- **Aufgabe**:
Schreiben Sie aus dem Text über den FC Augsburg den Abschnitt ab, der bei „Einige neue Verträge“ beginnt und bei „Abdul Rahman Baba.“ endet.

Einige neue Verträge – für die Stammkräfte. Torwart Marwin Hitz verlängerte bis 2018, ebenso Kapitän Paul Verhaegh und Mittelfeldanker Daniel Baier. Halil Altintop bekam einen Vertrag bis 2017. Kontinuität ist das höchste Ziel von Manager Stefan Reuter, schließlich funktioniert die Mannschaft nur über das Kollektiv. Große Begehrlichkeiten bei anderen Teams wecken deshalb auch nur wenige Spieler – allen voran Außenverteidiger Abdul Rahman Baba.
Der FC Chelsea bietet angeblich 25 Millionen Euro, das Geschäft stockt aber schon seit Wochen, was den leicht reizbaren Startrainer Jose Mourinho langsam nervt: Er ließ den FCA über die Medien wissen, dass er keine Spieler mehr holen wird, nachdem die Saison angefangen hat, Transferfenster hin oder her. Viel Zeit hat Augsburg also nicht mehr, um den rekordverdächtigen Transfer einzutüten. Ein Ersatzmann steht für alle Fälle schon bereit: Außenverteidiger Philipp Max kommt aus Karlsruhe.

- **Quellenmaterial**:
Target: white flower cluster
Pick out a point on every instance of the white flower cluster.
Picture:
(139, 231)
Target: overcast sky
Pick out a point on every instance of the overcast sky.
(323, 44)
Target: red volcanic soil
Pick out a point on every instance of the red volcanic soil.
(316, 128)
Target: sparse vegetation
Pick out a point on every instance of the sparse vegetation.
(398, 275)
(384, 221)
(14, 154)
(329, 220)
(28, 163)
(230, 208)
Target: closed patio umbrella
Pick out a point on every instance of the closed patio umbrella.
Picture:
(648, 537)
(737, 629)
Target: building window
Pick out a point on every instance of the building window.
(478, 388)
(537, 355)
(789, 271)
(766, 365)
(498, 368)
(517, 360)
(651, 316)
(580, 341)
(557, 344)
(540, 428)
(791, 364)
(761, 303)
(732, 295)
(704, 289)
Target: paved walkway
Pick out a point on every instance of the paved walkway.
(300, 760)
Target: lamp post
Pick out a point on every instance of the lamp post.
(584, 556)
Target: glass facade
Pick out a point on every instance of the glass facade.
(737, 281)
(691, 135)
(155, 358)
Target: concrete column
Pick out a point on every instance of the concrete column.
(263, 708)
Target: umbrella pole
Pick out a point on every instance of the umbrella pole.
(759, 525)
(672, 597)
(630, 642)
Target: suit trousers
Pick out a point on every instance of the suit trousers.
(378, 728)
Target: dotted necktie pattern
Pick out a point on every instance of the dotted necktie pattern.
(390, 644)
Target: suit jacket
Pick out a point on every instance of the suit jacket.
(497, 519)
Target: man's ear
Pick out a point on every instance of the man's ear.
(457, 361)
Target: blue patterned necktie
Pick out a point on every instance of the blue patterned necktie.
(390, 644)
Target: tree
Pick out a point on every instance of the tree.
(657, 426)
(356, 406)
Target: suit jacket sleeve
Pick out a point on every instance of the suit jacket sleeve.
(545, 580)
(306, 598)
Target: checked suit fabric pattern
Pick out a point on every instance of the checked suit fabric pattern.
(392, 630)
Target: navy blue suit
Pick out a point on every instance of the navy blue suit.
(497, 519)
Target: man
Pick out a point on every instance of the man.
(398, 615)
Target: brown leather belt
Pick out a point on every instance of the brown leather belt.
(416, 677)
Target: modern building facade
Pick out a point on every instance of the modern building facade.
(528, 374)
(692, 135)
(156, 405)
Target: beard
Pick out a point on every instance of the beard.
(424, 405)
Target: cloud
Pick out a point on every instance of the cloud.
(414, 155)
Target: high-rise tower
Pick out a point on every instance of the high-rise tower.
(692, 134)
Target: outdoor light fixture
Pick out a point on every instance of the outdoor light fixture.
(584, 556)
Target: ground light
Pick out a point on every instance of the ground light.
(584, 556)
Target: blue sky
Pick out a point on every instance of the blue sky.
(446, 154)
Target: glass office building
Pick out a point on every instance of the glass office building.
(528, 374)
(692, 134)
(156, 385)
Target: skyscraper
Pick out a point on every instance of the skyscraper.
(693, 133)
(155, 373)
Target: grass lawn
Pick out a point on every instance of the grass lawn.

- **Antwortfeld**:
Einige neue Verträge – für die Stammkräfte. Torwart Marwin Hitz verlängerte bis 2018, ebenso Kapitän Paul Verhaegh und Mittelfeldanker Daniel Baier. Halil Altintop bekam einen Vertrag bis 2017. Kontinuität ist das höchste Ziel von Manager Stefan Reuter, schließlich funktioniert die Mannschaft nur über das Kollektiv. Große Begehrlichkeiten bei anderen Teams wecken deshalb auch nur wenige Spieler – allen voran Außenverteidiger Abdul Rahman Baba.